SUPPLIED DATA:

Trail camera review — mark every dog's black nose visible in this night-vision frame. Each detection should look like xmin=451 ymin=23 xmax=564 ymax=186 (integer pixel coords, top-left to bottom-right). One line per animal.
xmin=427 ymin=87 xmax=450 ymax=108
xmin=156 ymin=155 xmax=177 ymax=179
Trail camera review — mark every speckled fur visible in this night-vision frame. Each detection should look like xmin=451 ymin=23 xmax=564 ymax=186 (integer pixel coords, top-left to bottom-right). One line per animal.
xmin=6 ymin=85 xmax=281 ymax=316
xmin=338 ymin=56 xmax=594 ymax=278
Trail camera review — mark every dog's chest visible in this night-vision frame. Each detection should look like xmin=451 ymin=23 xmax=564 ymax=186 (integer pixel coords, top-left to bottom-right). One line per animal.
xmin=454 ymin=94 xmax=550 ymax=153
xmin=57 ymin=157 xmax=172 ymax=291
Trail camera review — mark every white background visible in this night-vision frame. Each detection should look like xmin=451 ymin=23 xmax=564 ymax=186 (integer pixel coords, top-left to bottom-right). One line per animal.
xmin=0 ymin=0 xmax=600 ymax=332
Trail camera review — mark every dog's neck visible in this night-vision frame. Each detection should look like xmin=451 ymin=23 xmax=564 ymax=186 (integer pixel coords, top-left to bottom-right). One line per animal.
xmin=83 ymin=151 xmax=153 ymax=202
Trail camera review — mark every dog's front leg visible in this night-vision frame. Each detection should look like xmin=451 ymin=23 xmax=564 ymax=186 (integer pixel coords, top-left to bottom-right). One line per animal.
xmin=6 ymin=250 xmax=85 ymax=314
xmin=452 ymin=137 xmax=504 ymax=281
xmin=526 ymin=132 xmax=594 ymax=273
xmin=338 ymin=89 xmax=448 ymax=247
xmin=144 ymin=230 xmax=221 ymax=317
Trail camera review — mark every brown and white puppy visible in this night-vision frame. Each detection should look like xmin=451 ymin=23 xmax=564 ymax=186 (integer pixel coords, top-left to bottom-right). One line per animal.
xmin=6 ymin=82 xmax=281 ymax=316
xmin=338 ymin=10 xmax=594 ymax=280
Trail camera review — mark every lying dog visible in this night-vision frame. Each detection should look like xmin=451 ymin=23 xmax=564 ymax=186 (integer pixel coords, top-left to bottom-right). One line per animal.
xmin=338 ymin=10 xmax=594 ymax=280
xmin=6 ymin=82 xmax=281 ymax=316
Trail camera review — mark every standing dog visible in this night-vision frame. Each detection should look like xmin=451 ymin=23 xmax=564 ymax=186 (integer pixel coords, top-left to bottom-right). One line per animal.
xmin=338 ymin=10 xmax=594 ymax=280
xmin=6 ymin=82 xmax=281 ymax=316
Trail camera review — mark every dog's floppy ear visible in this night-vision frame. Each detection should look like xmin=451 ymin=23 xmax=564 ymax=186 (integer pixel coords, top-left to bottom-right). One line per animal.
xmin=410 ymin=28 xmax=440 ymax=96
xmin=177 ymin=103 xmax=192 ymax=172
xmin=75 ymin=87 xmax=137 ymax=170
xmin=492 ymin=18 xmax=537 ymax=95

WHAT YOU HAVE TO DO:
Reproduce all of the material above with every "night-vision" replaced by "infrared", keeping everything else identical.

SOLUTION BELOW:
Trail camera review — mark every dog's black nose visible in this infrared frame. Each detection should look like xmin=451 ymin=23 xmax=564 ymax=186 (integer pixel coords, top-left to bottom-right). One line per animal.
xmin=427 ymin=87 xmax=450 ymax=108
xmin=156 ymin=155 xmax=177 ymax=179
Trail camera review — mark every speckled fur visible in this infrared frame. Each detection should look like xmin=451 ymin=23 xmax=564 ymax=186 (integer pixel coords, top-left to bottom-right). One line per animal.
xmin=6 ymin=85 xmax=281 ymax=316
xmin=338 ymin=56 xmax=594 ymax=278
Trail camera review — mark every dog's chest visible in this infrared frame. Each detection should look like xmin=451 ymin=23 xmax=564 ymax=186 (integer pixel coords, top-left to bottom-right). One line per animal.
xmin=454 ymin=94 xmax=550 ymax=153
xmin=57 ymin=157 xmax=172 ymax=291
Trail camera review — mark every white background visible in this infrared frame. Each detection should look like xmin=451 ymin=23 xmax=564 ymax=186 (integer pixel coords, top-left to bottom-right). One line per animal.
xmin=0 ymin=0 xmax=600 ymax=332
Trail camera review — mark every dog's neck visible in this infrared frame. Each detection should look like xmin=451 ymin=23 xmax=564 ymax=186 (integer pixel coords, top-left to bottom-right). One line per animal.
xmin=83 ymin=151 xmax=153 ymax=202
Trail camera review — mark every dog's front leg visible in this infrared frame. Each detection should look like xmin=451 ymin=23 xmax=564 ymax=186 (integer pixel coords, top-left to bottom-right). One line per animal.
xmin=6 ymin=250 xmax=85 ymax=314
xmin=452 ymin=137 xmax=504 ymax=281
xmin=526 ymin=132 xmax=594 ymax=273
xmin=338 ymin=89 xmax=448 ymax=247
xmin=144 ymin=230 xmax=221 ymax=317
Trail camera review — mark every brown and white puppy visible in this infrared frame. Each detection should look like xmin=451 ymin=23 xmax=564 ymax=186 (integer pixel coords, top-left to bottom-right). One line per animal.
xmin=6 ymin=82 xmax=281 ymax=316
xmin=338 ymin=10 xmax=594 ymax=280
Trail camera review — mark every lying dog visible in this infrared frame. Each detection should look like xmin=451 ymin=23 xmax=564 ymax=186 (integer pixel coords, top-left to bottom-right). One line per animal.
xmin=338 ymin=10 xmax=594 ymax=280
xmin=6 ymin=82 xmax=281 ymax=316
Trail camera review — mark every standing dog visible in this infrared frame. Each detection should look like xmin=451 ymin=23 xmax=564 ymax=186 (integer pixel coords, top-left to bottom-right). One line per animal.
xmin=338 ymin=10 xmax=594 ymax=280
xmin=6 ymin=82 xmax=281 ymax=316
Trail camera review — mark every dog's floppy ear visible in this infrared frame. Each detection should look like xmin=451 ymin=23 xmax=564 ymax=186 (integer pixel coords, top-left to bottom-right). One line per animal.
xmin=410 ymin=28 xmax=440 ymax=96
xmin=177 ymin=103 xmax=192 ymax=172
xmin=75 ymin=87 xmax=137 ymax=170
xmin=492 ymin=18 xmax=537 ymax=95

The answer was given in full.